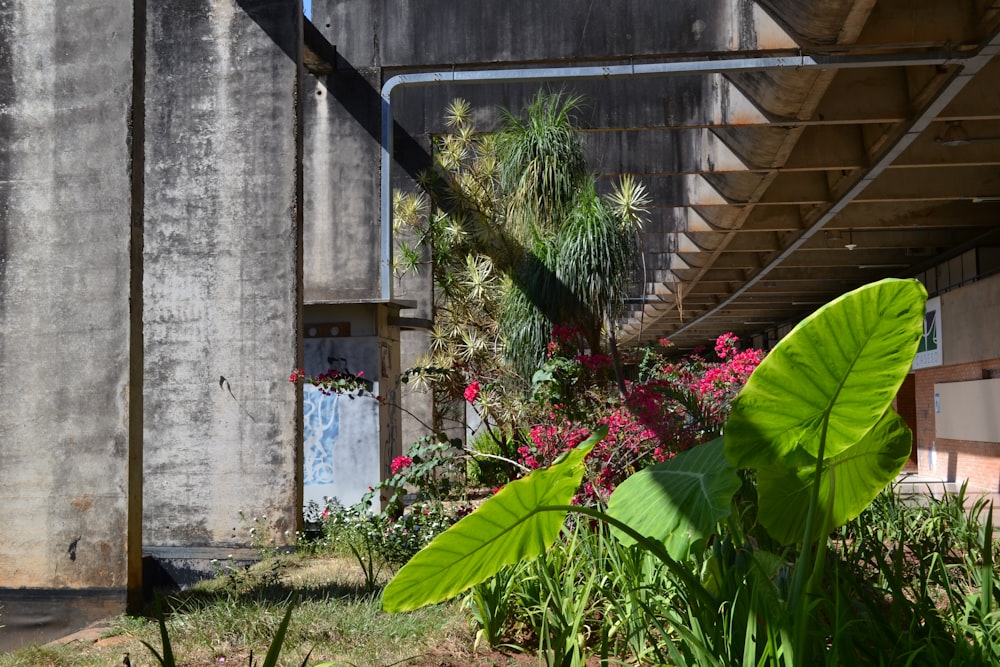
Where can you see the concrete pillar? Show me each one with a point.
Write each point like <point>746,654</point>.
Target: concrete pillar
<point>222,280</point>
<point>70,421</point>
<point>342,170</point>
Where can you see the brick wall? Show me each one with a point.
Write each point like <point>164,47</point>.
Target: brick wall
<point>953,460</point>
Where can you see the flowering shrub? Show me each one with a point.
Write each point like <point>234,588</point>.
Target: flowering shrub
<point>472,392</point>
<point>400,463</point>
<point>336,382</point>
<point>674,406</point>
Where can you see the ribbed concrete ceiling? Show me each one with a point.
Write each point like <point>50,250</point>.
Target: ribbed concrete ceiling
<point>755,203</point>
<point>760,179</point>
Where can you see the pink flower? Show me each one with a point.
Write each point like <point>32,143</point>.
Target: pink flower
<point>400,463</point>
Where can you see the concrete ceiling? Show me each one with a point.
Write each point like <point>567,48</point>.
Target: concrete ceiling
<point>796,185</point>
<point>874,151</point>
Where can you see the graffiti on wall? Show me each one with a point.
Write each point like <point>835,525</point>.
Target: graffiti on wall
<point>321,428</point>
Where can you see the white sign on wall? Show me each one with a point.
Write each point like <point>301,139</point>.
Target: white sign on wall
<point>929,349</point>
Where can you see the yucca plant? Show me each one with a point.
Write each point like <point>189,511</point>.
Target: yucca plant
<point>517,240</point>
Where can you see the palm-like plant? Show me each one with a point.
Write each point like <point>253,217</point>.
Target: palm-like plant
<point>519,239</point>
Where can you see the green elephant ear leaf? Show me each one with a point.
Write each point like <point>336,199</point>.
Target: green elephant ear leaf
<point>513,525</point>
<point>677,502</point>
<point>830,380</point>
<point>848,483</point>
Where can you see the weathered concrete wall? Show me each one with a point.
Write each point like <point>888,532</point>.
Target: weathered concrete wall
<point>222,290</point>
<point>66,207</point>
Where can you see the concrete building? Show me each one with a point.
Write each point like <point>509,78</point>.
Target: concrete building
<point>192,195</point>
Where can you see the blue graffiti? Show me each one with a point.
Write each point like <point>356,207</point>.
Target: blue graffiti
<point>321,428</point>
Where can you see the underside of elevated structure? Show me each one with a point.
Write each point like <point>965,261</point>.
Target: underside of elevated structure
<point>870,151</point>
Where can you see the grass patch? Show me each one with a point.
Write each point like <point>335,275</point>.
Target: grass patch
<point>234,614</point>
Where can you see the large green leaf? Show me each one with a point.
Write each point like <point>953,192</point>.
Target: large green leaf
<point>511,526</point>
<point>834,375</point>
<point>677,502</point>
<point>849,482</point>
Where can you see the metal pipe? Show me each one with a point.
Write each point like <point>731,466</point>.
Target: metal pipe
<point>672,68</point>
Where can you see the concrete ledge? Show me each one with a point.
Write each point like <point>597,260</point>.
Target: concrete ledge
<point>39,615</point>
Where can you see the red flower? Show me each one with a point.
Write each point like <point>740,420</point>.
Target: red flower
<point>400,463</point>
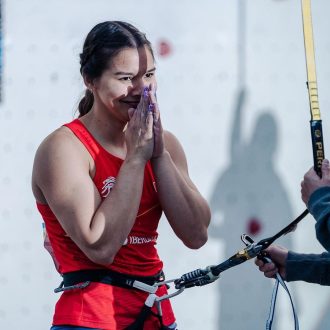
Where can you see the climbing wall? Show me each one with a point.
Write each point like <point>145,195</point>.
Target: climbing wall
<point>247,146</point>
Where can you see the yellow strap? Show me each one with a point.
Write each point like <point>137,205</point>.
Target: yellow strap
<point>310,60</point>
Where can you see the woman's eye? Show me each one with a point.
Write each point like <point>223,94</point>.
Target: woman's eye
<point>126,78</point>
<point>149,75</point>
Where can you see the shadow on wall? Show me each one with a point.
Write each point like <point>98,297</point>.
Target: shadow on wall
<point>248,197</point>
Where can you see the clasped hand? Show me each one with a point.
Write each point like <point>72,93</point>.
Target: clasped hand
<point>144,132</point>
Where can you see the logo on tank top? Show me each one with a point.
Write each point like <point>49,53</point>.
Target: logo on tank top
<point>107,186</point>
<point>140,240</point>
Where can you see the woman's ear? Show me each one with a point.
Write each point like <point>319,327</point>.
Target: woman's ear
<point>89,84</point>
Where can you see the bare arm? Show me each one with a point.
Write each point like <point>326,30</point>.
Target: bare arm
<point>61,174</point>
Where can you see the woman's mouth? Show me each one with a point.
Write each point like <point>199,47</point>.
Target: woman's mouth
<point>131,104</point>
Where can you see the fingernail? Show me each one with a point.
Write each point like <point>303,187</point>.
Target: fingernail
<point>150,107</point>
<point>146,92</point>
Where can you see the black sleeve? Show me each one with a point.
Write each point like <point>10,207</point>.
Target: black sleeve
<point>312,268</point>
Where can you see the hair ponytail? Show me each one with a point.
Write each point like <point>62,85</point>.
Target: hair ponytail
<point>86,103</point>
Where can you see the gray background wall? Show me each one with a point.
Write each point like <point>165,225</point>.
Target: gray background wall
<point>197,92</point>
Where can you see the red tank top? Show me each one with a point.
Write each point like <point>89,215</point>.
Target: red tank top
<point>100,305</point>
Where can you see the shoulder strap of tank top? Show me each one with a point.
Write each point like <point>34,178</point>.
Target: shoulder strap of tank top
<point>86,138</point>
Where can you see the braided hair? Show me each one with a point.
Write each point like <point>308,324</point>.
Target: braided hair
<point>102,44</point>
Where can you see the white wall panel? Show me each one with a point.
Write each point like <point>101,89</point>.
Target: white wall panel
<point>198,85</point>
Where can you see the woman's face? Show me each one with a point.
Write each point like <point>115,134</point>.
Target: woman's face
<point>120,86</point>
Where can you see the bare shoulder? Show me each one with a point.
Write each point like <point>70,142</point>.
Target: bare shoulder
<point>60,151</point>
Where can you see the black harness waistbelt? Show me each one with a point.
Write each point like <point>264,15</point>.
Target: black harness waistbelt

================================

*Requirement*: Switch "Show me" to "Mark" throughout all the records above and write them out again with everything else unchanged. Omit the pictures.

*The response*:
Where can you see the concrete pillar? Mark each one with a point.
Write each point like <point>746,654</point>.
Target: concrete pillar
<point>222,280</point>
<point>70,421</point>
<point>342,170</point>
Where can you see the brick wall? Mark each one with a point.
Write each point like <point>164,47</point>.
Target: brick wall
<point>953,460</point>
Where can you see the flowering shrub? Mark each one with a point.
Write each point like <point>234,588</point>.
Target: flowering shrub
<point>472,392</point>
<point>400,463</point>
<point>336,382</point>
<point>674,406</point>
Where can you see the ribbed concrete ceiling? Mark each one with a point.
Write each point like <point>50,250</point>.
Target: ribbed concrete ceiling
<point>755,203</point>
<point>760,179</point>
Where can you see the pink flower? Mark each one with a point.
Write each point like <point>32,143</point>.
Target: pink flower
<point>400,463</point>
Where can you see the concrete ceiling? Mark each one with a point.
Write each point like <point>567,48</point>.
Target: concrete ceiling
<point>796,185</point>
<point>874,151</point>
Where can you see the graffiti on wall? Mark each one with a point.
Write each point like <point>835,525</point>.
Target: graffiti on wall
<point>321,428</point>
Where can you see the white sign on wall? Mark each one with a point.
Write each point like <point>301,139</point>.
Target: white sign on wall
<point>929,349</point>
Where can you see the yucca plant? Mark each one with a point.
Write each point like <point>189,511</point>.
Target: yucca plant
<point>517,240</point>
Where can you see the palm-like plant? Mark each one with a point.
Write each point like <point>253,217</point>.
Target: palm-like plant
<point>519,239</point>
Where can you see the green elephant ear leaf? Mark each one with a point.
Write each point like <point>336,199</point>.
Target: green elephant ear leaf
<point>513,525</point>
<point>677,502</point>
<point>830,380</point>
<point>848,483</point>
Where can you see the weathered concrete wall? Mark each one with a point.
Write each point like <point>888,532</point>.
Target: weathered concrete wall
<point>222,290</point>
<point>66,207</point>
Where can you see the concrete building? Mark each one with a point.
Write each point like <point>509,78</point>.
Target: concrete building
<point>192,195</point>
Where can you see the blue graffiti? Mark each one with a point.
Write each point like <point>356,207</point>.
Target: blue graffiti
<point>321,428</point>
Where can you see the underside of elevated structure? Mark each one with a point.
Write each point like <point>965,261</point>.
Target: underside of elevated structure
<point>870,151</point>
Where can you see the grass patch? Mark each one with a point.
Write each point like <point>335,275</point>.
Target: grass patch
<point>234,614</point>
Where can you see the large green leaf? Mark each one with a point.
Write each point like <point>953,192</point>.
Target: large green leaf
<point>511,526</point>
<point>834,375</point>
<point>677,502</point>
<point>849,482</point>
Where can you see the metal pipe? Mark each one with a point.
Write each point like <point>731,466</point>.
Target: metal pipe
<point>672,68</point>
Where can you see the concrete ledge? Mark each one with a point.
Write each point like <point>597,260</point>.
Target: concrete ledge
<point>39,615</point>
Where can you see the red flower? Mark each one with a point.
Write each point like <point>740,420</point>.
Target: red flower
<point>400,463</point>
Where can you see the climbing wall? Mark each one with a point.
Write each point like <point>145,195</point>.
Target: climbing wall
<point>247,146</point>
Where can you see the yellow strap? Mark each one with a point.
Write each point like <point>137,205</point>.
Target: yellow strap
<point>310,60</point>
Where can you see the woman's eye? Mark each one with a point.
Write each point like <point>223,94</point>.
Target: woman's eye
<point>126,78</point>
<point>149,75</point>
Where can you see the shadow on wall? Mark each one with a point.
Write each point like <point>98,297</point>.
Target: shadow on wall
<point>248,197</point>
Where can you see the clasped hand? Mark each one with a point.
Write each point like <point>72,93</point>.
Target: clasped hand
<point>144,132</point>
Where can you see the logo on tank top? Mark each one with a point.
Write each point like <point>49,53</point>.
Target: logo on tank top
<point>107,186</point>
<point>140,240</point>
Where can you see the woman's ear? Mark each one with a point.
Write each point like <point>319,327</point>.
Target: woman's ear
<point>89,84</point>
Where can you see the bare arm? Mark each one with a point.
Write each point like <point>326,30</point>.
Target: bare arm
<point>61,174</point>
Where can you see the woman's mouth? Mark each one with a point.
Write each point like <point>199,47</point>.
Target: woman's mouth
<point>131,104</point>
Where can you see the fingernail? Mark each one with a point.
Write each point like <point>303,187</point>.
Target: fingernail
<point>150,107</point>
<point>146,92</point>
Where can you see the black sleeve? Mark each one with a point.
Write each point like <point>10,207</point>.
Target: black sleeve
<point>312,268</point>
Where can you see the hair ponytail? Mark each one with a point.
Write each point like <point>62,85</point>.
Target: hair ponytail
<point>86,103</point>
Where can you see the gray background wall? Mark each one with a point.
Write each point like <point>165,225</point>.
Target: gray background wall
<point>197,92</point>
Where can you see the red tank top? Mark each one with a point.
Write each point like <point>89,215</point>.
Target: red tank top
<point>100,305</point>
Where can you see the shoulder strap of tank top? Mark each one with a point.
Write each point like <point>34,178</point>.
Target: shoulder strap of tank top
<point>86,138</point>
Where can you see the braided hair? Mark each one with a point.
Write each point like <point>308,324</point>.
Target: braided hair
<point>102,44</point>
Where can you see the white wall panel? Mark each one with a point.
Write each point like <point>101,89</point>.
Target: white wall panel
<point>198,85</point>
Where can you see the woman's face? Mark each one with a point.
Write each point like <point>115,134</point>.
Target: woman's face
<point>120,86</point>
Where can you see the bare shoulder? Mark each one with a point.
Write each point like <point>70,142</point>.
Target: bare shoulder
<point>60,151</point>
Where can you see the black harness waistbelt? Mark each one with a point.
Write each point like <point>264,15</point>.
Target: black harness waistbelt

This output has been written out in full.